[DO THIS]: Can you print the part of the book review running from "At first, Meghan" down to "the local priest.", word for word?

A former nun, Ms. Weber writes with courage and understanding as she limns the forces that shape her characters. Her prose, which seems to possess a natural lyricism, is made even more affecting by her choice of music as metaphor for life.

Meghan, the family matriarch, is married to Willie, a dreamer and clerk at Fouts Grocery. He is ebullient, loving; he demonstrates a largesse he can ill afford by buying a piano for their baby daughter, Kate.

At first, Meghan tries to obey the dictates of her priest by restraining herself during sex, even insisting "that their bedroom be dark during the conjugal act." But Willie's pleas win her over, and she decides that "it must be a better thing for a woman to love completely, with her body and her soul."

But, when the difficult birth of their son, Michael, leaves Meghan unable to bear more children, she believes she is being punished for her disobedience. Since there was now no possibility of conception, "God had exacted sexual abstinence for the remainder of her life." Later, while Meghan and Kate are at a religious retreat, their house burns taking the lives of Willie and Michael. Widowed, financially strapped, and doubly chastised by God, she becomes a housekeeper for the local priest.

[DATASET ROWS]:
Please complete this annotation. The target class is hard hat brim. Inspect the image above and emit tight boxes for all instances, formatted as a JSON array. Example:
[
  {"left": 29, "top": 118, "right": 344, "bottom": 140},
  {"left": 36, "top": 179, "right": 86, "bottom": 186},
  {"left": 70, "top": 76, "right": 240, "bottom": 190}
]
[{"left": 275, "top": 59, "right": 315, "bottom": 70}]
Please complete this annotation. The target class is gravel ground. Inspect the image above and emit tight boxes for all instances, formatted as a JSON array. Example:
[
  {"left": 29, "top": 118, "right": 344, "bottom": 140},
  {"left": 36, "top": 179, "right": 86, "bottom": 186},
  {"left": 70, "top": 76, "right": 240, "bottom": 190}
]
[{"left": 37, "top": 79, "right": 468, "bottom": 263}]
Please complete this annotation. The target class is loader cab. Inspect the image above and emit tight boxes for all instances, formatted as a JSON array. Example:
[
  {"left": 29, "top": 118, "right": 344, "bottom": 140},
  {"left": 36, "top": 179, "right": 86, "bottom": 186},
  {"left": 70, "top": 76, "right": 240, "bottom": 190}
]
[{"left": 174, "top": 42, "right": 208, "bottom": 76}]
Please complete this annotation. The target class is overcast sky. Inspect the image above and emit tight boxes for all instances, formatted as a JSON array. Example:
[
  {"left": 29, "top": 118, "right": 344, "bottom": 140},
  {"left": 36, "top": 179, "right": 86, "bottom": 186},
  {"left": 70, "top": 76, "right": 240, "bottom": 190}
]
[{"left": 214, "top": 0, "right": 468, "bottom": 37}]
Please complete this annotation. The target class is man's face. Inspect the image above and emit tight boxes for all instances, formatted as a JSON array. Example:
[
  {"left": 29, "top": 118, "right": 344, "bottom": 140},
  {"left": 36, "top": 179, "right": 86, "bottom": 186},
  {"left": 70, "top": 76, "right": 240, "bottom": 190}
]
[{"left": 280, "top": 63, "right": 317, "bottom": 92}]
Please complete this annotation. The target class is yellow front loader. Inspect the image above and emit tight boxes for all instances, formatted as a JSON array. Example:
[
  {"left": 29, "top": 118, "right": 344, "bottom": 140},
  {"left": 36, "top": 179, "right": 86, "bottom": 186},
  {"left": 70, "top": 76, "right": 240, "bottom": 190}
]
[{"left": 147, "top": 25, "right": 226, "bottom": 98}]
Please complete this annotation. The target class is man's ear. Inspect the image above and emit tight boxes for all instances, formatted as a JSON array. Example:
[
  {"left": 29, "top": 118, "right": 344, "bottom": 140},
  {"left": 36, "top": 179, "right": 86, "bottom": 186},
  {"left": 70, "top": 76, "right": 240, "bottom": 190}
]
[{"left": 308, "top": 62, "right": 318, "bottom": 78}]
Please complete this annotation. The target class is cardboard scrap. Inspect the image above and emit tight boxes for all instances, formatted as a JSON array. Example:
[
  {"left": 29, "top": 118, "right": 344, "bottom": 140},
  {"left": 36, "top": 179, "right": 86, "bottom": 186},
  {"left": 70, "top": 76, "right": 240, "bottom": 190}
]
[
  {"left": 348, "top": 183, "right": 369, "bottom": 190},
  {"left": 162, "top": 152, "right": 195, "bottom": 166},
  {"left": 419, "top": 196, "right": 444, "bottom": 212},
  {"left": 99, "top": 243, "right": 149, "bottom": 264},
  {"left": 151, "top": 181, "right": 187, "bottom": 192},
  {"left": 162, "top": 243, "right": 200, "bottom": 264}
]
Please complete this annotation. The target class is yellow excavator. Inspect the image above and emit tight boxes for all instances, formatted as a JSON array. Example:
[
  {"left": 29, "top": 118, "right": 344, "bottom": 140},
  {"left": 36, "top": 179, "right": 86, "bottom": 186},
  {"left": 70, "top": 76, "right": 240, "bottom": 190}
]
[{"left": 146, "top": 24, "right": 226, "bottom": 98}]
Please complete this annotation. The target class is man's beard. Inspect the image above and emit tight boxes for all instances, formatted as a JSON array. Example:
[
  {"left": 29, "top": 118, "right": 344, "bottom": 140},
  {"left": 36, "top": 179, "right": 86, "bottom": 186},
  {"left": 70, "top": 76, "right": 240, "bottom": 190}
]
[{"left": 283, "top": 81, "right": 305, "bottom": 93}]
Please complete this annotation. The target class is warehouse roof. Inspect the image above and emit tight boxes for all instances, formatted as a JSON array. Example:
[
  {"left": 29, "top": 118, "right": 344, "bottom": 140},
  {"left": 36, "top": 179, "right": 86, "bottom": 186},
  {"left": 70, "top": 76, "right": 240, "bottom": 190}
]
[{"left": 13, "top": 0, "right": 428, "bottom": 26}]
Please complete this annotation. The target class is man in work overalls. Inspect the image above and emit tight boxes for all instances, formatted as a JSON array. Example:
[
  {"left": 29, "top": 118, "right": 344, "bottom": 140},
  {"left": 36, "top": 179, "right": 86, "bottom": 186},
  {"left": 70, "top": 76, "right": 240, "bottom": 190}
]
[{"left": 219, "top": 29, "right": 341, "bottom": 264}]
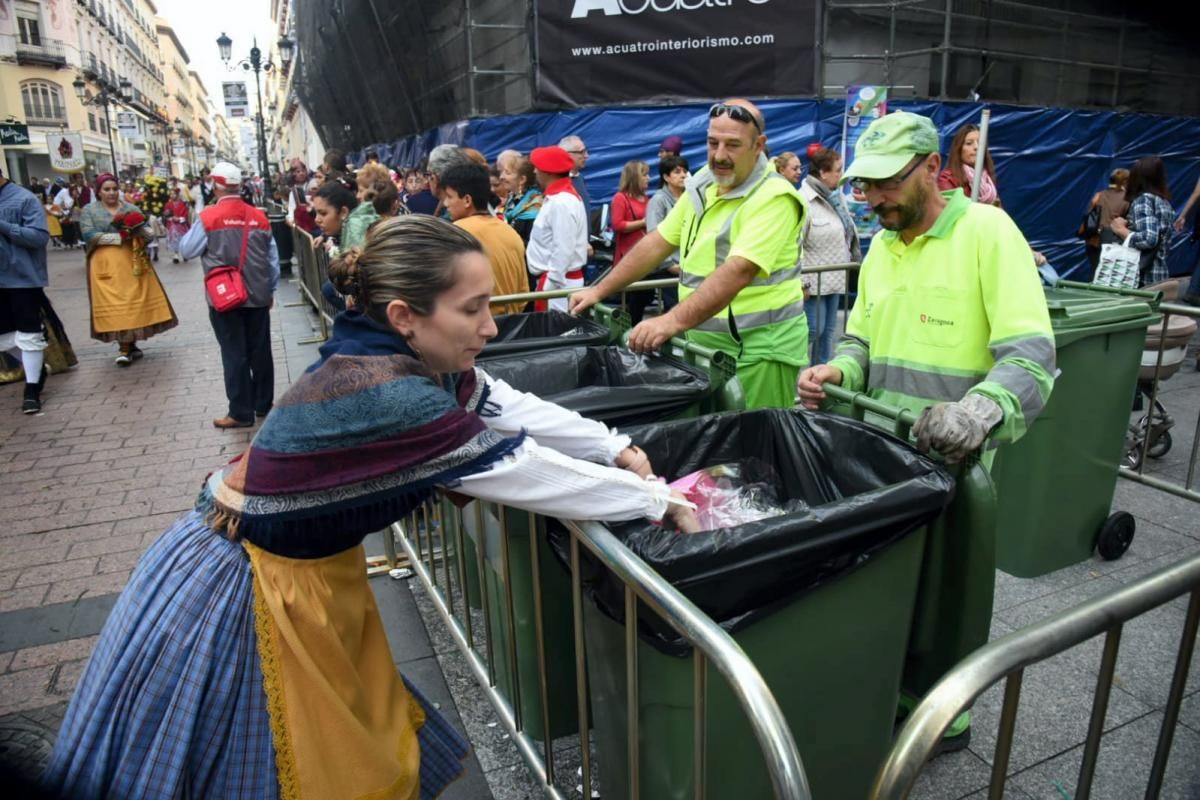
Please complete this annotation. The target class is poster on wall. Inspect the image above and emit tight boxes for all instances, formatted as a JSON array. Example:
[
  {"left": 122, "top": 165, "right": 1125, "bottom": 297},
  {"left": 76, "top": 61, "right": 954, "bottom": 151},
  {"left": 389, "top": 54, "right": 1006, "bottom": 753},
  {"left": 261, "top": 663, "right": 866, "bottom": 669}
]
[
  {"left": 116, "top": 112, "right": 144, "bottom": 142},
  {"left": 841, "top": 86, "right": 888, "bottom": 239},
  {"left": 46, "top": 131, "right": 86, "bottom": 173},
  {"left": 535, "top": 0, "right": 816, "bottom": 106},
  {"left": 221, "top": 80, "right": 250, "bottom": 119}
]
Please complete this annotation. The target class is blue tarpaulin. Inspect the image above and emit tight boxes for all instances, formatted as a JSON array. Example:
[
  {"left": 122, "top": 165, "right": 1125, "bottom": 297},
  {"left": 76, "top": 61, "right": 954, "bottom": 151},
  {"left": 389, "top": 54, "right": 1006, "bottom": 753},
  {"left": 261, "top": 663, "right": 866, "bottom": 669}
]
[{"left": 354, "top": 100, "right": 1200, "bottom": 277}]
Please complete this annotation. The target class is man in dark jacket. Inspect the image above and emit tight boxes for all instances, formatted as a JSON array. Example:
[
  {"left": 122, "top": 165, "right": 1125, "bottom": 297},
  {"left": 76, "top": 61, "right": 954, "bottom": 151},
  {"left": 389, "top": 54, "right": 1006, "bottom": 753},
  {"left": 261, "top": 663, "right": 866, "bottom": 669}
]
[
  {"left": 0, "top": 165, "right": 50, "bottom": 414},
  {"left": 179, "top": 162, "right": 280, "bottom": 428}
]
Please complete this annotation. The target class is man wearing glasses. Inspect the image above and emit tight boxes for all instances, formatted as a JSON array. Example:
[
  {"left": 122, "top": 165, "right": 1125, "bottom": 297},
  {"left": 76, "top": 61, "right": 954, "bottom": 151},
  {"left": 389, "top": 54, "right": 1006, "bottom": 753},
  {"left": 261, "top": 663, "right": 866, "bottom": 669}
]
[
  {"left": 798, "top": 112, "right": 1055, "bottom": 752},
  {"left": 571, "top": 100, "right": 809, "bottom": 408},
  {"left": 558, "top": 136, "right": 592, "bottom": 212}
]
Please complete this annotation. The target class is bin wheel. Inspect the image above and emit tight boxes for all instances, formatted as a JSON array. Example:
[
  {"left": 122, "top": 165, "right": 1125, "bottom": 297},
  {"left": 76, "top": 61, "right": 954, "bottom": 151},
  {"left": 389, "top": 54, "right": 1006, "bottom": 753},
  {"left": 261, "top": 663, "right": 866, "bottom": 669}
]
[
  {"left": 1146, "top": 431, "right": 1174, "bottom": 458},
  {"left": 1096, "top": 511, "right": 1138, "bottom": 561}
]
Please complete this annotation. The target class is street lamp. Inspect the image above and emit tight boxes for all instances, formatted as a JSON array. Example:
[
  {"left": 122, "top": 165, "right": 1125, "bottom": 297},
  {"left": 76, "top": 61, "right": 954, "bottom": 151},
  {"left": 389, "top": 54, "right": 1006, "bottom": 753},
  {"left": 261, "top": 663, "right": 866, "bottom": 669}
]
[
  {"left": 175, "top": 116, "right": 199, "bottom": 175},
  {"left": 217, "top": 32, "right": 295, "bottom": 203},
  {"left": 71, "top": 76, "right": 132, "bottom": 175}
]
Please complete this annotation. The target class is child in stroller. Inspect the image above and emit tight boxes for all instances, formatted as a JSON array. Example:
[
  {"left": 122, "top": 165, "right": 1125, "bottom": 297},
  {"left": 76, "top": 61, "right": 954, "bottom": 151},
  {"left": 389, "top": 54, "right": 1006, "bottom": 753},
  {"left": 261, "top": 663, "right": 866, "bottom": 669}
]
[{"left": 1123, "top": 278, "right": 1196, "bottom": 470}]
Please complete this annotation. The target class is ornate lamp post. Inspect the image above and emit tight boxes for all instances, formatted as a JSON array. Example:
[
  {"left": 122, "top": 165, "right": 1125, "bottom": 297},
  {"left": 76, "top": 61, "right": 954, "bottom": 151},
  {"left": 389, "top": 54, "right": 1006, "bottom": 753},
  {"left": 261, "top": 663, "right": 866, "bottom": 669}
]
[
  {"left": 175, "top": 116, "right": 200, "bottom": 176},
  {"left": 71, "top": 76, "right": 132, "bottom": 175},
  {"left": 217, "top": 32, "right": 295, "bottom": 203}
]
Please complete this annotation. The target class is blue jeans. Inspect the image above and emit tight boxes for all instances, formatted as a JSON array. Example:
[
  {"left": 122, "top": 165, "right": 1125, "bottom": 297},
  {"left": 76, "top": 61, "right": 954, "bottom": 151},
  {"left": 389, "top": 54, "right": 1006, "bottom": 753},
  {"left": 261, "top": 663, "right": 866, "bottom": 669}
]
[
  {"left": 804, "top": 294, "right": 842, "bottom": 365},
  {"left": 1183, "top": 264, "right": 1200, "bottom": 302}
]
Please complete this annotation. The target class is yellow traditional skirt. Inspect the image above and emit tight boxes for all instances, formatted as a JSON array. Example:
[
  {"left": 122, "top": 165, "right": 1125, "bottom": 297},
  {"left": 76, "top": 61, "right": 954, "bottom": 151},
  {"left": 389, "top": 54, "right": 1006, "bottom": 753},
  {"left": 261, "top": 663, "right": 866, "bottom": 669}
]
[
  {"left": 88, "top": 242, "right": 179, "bottom": 343},
  {"left": 244, "top": 542, "right": 425, "bottom": 800}
]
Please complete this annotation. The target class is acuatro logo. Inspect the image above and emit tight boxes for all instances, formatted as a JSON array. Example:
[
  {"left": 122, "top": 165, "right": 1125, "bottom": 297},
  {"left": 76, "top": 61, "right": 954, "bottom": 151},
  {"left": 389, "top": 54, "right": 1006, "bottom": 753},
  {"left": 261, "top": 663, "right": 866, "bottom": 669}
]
[{"left": 571, "top": 0, "right": 770, "bottom": 19}]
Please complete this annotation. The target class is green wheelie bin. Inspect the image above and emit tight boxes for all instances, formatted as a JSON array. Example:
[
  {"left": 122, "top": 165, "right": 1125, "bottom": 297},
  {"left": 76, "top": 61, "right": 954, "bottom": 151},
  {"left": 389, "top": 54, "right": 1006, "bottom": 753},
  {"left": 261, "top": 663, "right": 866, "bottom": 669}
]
[
  {"left": 458, "top": 339, "right": 744, "bottom": 740},
  {"left": 991, "top": 282, "right": 1159, "bottom": 578},
  {"left": 553, "top": 409, "right": 964, "bottom": 800},
  {"left": 440, "top": 303, "right": 638, "bottom": 609}
]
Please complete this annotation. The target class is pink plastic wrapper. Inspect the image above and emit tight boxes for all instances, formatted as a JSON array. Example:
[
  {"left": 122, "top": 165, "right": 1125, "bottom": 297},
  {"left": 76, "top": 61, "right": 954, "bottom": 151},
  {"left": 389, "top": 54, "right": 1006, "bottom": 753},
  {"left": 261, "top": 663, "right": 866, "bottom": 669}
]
[{"left": 670, "top": 462, "right": 808, "bottom": 530}]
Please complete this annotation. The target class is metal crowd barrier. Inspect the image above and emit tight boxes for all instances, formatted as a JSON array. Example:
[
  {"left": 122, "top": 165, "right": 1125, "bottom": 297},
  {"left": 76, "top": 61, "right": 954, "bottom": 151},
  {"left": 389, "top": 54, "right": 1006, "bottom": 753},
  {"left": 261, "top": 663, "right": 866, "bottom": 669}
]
[
  {"left": 871, "top": 557, "right": 1200, "bottom": 800},
  {"left": 1080, "top": 278, "right": 1200, "bottom": 503},
  {"left": 385, "top": 501, "right": 811, "bottom": 800},
  {"left": 292, "top": 228, "right": 337, "bottom": 344}
]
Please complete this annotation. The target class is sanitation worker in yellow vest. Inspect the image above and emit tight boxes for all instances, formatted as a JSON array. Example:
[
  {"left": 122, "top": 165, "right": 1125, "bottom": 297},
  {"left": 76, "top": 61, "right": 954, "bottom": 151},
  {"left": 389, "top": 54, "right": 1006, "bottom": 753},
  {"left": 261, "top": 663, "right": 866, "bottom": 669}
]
[
  {"left": 797, "top": 112, "right": 1055, "bottom": 752},
  {"left": 570, "top": 98, "right": 809, "bottom": 408}
]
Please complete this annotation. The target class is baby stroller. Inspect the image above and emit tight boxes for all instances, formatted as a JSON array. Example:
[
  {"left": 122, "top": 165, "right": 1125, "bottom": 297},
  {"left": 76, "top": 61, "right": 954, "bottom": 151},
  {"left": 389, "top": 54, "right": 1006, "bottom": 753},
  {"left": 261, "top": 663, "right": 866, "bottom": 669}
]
[{"left": 1122, "top": 278, "right": 1196, "bottom": 469}]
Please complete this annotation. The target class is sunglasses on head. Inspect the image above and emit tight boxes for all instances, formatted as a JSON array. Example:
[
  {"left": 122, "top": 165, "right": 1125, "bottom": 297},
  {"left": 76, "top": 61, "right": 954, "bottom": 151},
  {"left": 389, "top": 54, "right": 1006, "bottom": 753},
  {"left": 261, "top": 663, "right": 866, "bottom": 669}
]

[OUTPUT]:
At first, Meghan tries to obey the dictates of her priest by restraining herself during sex, even insisting "that their bedroom be dark during the conjugal act." But Willie's pleas win her over, and she decides that "it must be a better thing for a woman to love completely, with her body and her soul."

But, when the difficult birth of their son, Michael, leaves Meghan unable to bear more children, she believes she is being punished for her disobedience. Since there was now no possibility of conception, "God had exacted sexual abstinence for the remainder of her life." Later, while Meghan and Kate are at a religious retreat, their house burns taking the lives of Willie and Michael. Widowed, financially strapped, and doubly chastised by God, she becomes a housekeeper for the local priest.